§ Required work
Each record below should appear again exactly as written.
— BEGIN Data for the task —
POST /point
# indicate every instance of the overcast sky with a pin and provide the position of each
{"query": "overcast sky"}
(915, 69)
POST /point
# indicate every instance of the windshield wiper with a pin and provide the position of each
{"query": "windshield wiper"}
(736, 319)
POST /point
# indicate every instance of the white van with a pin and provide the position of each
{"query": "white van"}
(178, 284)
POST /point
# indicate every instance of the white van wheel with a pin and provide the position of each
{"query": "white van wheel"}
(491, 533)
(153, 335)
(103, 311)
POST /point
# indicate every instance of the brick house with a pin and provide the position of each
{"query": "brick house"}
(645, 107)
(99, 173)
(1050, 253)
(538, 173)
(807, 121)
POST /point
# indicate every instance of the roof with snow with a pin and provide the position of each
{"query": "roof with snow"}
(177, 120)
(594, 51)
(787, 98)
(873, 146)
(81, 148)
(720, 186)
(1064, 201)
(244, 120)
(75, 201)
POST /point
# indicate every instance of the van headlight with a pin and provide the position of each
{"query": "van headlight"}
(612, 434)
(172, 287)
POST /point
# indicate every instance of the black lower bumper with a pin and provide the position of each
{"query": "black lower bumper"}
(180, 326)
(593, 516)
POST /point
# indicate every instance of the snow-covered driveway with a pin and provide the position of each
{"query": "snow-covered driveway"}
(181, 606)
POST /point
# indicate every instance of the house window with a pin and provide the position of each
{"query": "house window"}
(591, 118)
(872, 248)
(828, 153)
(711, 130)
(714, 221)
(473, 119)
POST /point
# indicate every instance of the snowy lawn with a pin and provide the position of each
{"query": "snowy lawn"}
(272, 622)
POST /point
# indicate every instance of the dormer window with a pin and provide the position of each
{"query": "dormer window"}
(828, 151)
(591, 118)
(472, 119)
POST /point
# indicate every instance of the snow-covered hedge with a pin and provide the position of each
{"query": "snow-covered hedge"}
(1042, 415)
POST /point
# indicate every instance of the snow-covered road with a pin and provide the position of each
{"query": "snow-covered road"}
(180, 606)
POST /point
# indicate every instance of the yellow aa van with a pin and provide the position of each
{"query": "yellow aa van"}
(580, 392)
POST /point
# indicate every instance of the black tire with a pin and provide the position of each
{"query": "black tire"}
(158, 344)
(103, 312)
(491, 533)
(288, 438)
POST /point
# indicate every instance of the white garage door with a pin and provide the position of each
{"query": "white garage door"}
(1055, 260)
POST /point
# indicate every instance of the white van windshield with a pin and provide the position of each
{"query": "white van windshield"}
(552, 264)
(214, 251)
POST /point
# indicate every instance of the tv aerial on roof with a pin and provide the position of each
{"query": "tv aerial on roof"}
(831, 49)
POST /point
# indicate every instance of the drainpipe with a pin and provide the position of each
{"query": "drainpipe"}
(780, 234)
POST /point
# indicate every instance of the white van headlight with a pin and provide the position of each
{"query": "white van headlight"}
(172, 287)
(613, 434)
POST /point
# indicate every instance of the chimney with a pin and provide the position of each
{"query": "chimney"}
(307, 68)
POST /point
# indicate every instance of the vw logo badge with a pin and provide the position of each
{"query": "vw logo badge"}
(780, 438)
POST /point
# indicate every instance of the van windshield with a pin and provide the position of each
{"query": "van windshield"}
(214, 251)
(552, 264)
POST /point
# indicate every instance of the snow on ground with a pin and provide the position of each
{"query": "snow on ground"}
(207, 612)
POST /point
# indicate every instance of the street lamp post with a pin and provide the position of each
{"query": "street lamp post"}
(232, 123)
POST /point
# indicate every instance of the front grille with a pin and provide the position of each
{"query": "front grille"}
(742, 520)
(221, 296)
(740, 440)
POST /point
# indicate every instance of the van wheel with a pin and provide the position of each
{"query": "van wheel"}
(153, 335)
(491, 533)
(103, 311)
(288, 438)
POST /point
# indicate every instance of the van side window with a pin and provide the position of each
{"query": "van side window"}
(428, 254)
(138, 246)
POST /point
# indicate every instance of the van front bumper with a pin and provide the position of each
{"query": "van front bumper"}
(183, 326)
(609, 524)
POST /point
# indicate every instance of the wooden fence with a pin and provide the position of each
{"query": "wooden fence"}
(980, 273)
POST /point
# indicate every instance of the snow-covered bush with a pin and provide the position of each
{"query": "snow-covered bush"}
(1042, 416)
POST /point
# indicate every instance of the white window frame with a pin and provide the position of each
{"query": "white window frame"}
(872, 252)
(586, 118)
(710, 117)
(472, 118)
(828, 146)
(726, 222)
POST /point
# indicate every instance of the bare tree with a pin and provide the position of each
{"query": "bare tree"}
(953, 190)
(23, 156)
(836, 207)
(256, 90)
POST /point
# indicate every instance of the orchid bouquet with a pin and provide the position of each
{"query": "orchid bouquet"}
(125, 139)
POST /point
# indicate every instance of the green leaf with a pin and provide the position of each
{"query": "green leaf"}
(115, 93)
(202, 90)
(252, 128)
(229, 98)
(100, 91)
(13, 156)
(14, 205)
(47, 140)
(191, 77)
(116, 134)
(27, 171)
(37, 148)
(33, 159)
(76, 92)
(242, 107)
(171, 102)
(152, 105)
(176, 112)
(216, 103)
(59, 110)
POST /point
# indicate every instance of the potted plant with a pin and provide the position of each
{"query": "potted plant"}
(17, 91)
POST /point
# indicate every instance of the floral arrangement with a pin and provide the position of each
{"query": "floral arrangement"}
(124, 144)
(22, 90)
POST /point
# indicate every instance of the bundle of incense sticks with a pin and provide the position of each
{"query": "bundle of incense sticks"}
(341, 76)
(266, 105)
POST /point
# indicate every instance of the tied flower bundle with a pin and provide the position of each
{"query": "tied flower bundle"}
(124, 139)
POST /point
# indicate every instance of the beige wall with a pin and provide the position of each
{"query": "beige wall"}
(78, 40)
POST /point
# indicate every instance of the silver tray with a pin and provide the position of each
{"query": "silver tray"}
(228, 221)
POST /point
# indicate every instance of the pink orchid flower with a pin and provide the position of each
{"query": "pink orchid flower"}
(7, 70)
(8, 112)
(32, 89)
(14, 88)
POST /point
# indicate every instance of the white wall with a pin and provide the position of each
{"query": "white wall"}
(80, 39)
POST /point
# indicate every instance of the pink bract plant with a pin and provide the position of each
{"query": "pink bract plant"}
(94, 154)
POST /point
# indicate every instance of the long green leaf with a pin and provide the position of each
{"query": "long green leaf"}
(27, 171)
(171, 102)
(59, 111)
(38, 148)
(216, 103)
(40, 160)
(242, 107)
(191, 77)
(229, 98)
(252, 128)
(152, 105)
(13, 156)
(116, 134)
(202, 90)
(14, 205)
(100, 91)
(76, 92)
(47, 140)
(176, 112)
— END Data for the task —
§ Worked answer
POST /point
# indicate every instance of the overcast sky with a pin and provide the position of each
{"query": "overcast sky"}
(915, 69)
POST /point
# indicate every instance of the windshield wiper with a pin and provide the position of each
{"query": "windshield wiper"}
(736, 319)
POST /point
# indicate every instance of the white van with a pin and provide the position of each
{"query": "white van"}
(178, 284)
POST /point
# indicate every instance of the white van wheel with a pin and provide the position of each
{"query": "white van wheel"}
(491, 533)
(153, 335)
(103, 311)
POST /point
# indicate every instance of the brick house with a pin and provide the position of each
{"query": "brick house"}
(645, 107)
(99, 173)
(1050, 253)
(538, 173)
(807, 121)
POST /point
# indicate every instance of the roof with snow with a pin and provide the position of each
{"query": "roof with snow"}
(177, 120)
(594, 51)
(787, 98)
(873, 146)
(81, 148)
(720, 186)
(1064, 201)
(244, 120)
(75, 201)
POST /point
# indicate every instance of the van headlight with a pin and provide the position of each
{"query": "van headlight"}
(612, 434)
(172, 287)
POST /point
# indicate every instance of the black lower bumper with a pin and provide the position of each
{"query": "black lower bumper"}
(180, 326)
(593, 516)
POST /point
# indicate every instance of the snow-covered driveway with a pin and provide the position of each
{"query": "snow-covered driveway"}
(181, 606)
POST /point
# indicate every instance of the house window with a pin and provide the position of each
{"query": "house window"}
(591, 118)
(872, 248)
(828, 153)
(711, 130)
(714, 221)
(473, 119)
POST /point
# indicate every instance of the snowy lawn with a pin and provide the position of each
{"query": "snowy lawn"}
(272, 622)
POST /point
# indicate every instance of the dormer window with a pin and provide the position of each
{"query": "dormer window"}
(828, 151)
(591, 118)
(472, 119)
POST /point
# indicate every instance of the snow-covered hedge with a pin and provide the position of each
{"query": "snow-covered hedge"}
(1042, 415)
POST /point
# indicate every instance of the snow-covered road with a pin and provide the position of each
{"query": "snow-covered road"}
(180, 606)
POST /point
# indicate every instance of the yellow aa van with a pin and provide the position of each
{"query": "yellow aa van"}
(580, 392)
POST /point
# indicate every instance of the black tire with a pin and provide the position of each
{"query": "black tire"}
(158, 344)
(103, 312)
(491, 533)
(288, 438)
POST /point
# indicate every instance of the white garage door with a pin and provide the position of each
{"query": "white garage door"}
(1055, 260)
POST /point
# indicate every instance of the white van windshield with a pin and provide the position of each
{"query": "white van windshield"}
(552, 264)
(214, 251)
POST /point
# indicate every instance of the tv aerial on roof with a pin and provide the position of each
{"query": "tv aerial on roof"}
(831, 49)
POST /point
# indicate every instance of the drainpipe with a pin and provide the position of each
{"query": "drainpipe"}
(780, 234)
POST /point
# indicate every instance of the white van headlight with a pin and provide the position of each
{"query": "white van headlight"}
(172, 287)
(613, 434)
POST /point
# indicate every instance of the chimney with a pin and provide the position of each
{"query": "chimney"}
(307, 68)
POST /point
# indicate every instance of the vw logo badge with a pin and provide the position of each
{"query": "vw logo badge"}
(780, 438)
POST /point
# indicate every instance of the van windshield with a pin and provide the position of each
{"query": "van windshield"}
(214, 251)
(552, 264)
POST /point
# indicate every instance of the snow on ground with a pin and provide the position of each
{"query": "snow on ground"}
(207, 612)
POST /point
# indicate every instance of the street lamp post with a pin and provide the position of each
{"query": "street lamp post"}
(232, 123)
POST /point
# indicate every instance of the front grille with a pin and provide the position of each
{"query": "front grille"}
(742, 520)
(221, 296)
(740, 440)
POST /point
# indicate every instance of the van wheel with a pin and provide the position of each
{"query": "van wheel"}
(153, 335)
(491, 533)
(103, 311)
(288, 438)
POST /point
# indicate every instance of the van side window with a pin and provide the position of each
{"query": "van side window"}
(428, 254)
(138, 246)
POST /point
# indicate every instance of the van front bumper with a pin and provide the position of each
{"query": "van front bumper"}
(183, 326)
(609, 524)
POST /point
# indicate every instance of the wooden fence with a pin and provide the position of each
{"query": "wooden fence"}
(980, 273)
POST /point
# indicate every instance of the snow-covered bush with a pin and provide the position of each
{"query": "snow-covered bush"}
(1042, 416)
POST /point
# indicate every instance of the white window frame with a pin and provide the position of each
{"query": "white window frame"}
(872, 252)
(586, 118)
(710, 117)
(472, 118)
(828, 146)
(726, 222)
POST /point
# indicate every instance of the bare tree with a pin and provide the position of each
{"query": "bare tree"}
(953, 190)
(23, 156)
(836, 207)
(256, 90)
POST /point
# indicate every instance of the orchid bouquet with a pin and provide the position of each
{"query": "orchid bouquet"}
(125, 139)
POST /point
# indicate every instance of the green leaf with a pin and provide the position of each
{"query": "green leaf"}
(115, 93)
(202, 90)
(252, 128)
(229, 98)
(100, 91)
(13, 156)
(14, 205)
(47, 140)
(191, 77)
(116, 134)
(27, 171)
(37, 148)
(33, 159)
(76, 92)
(242, 107)
(171, 102)
(152, 105)
(176, 112)
(216, 103)
(59, 110)
POST /point
# indicate every instance of the potted plant with a pin and provide the position of each
{"query": "potted plant"}
(17, 91)
POST /point
# indicate every instance of the floral arrangement with a pin and provide the position of each
{"query": "floral arrangement"}
(124, 144)
(22, 90)
POST /point
# indicate every instance of the bundle of incense sticks with a pin and provide the position of each
{"query": "bundle of incense sticks"}
(341, 76)
(266, 105)
POST /point
# indicate every instance of the tied flower bundle with a pin and provide the position of each
{"query": "tied flower bundle"}
(124, 139)
POST /point
# indicate every instance of the beige wall with a pin and provide the position of each
{"query": "beige wall"}
(78, 40)
POST /point
# indicate every instance of the silver tray with a pin and provide the position of each
{"query": "silver tray"}
(228, 221)
POST /point
# indicate every instance of the pink orchid flower with a pin and provide the position of each
{"query": "pink orchid flower"}
(7, 70)
(8, 112)
(32, 89)
(14, 88)
POST /point
# indicate every instance of the white wall with a pin and provide the position of each
{"query": "white wall"}
(80, 39)
POST /point
# indicate every instance of the pink bract plant with a pin and provide the position of each
{"query": "pink bract plant"}
(94, 154)
POST /point
# indicate every instance of the long green leaf with a pin and provide the position of each
{"query": "long green leaf"}
(27, 171)
(171, 102)
(59, 111)
(38, 148)
(216, 103)
(40, 160)
(242, 107)
(191, 77)
(229, 98)
(252, 128)
(152, 105)
(13, 156)
(116, 134)
(202, 90)
(14, 205)
(100, 91)
(76, 92)
(47, 140)
(176, 112)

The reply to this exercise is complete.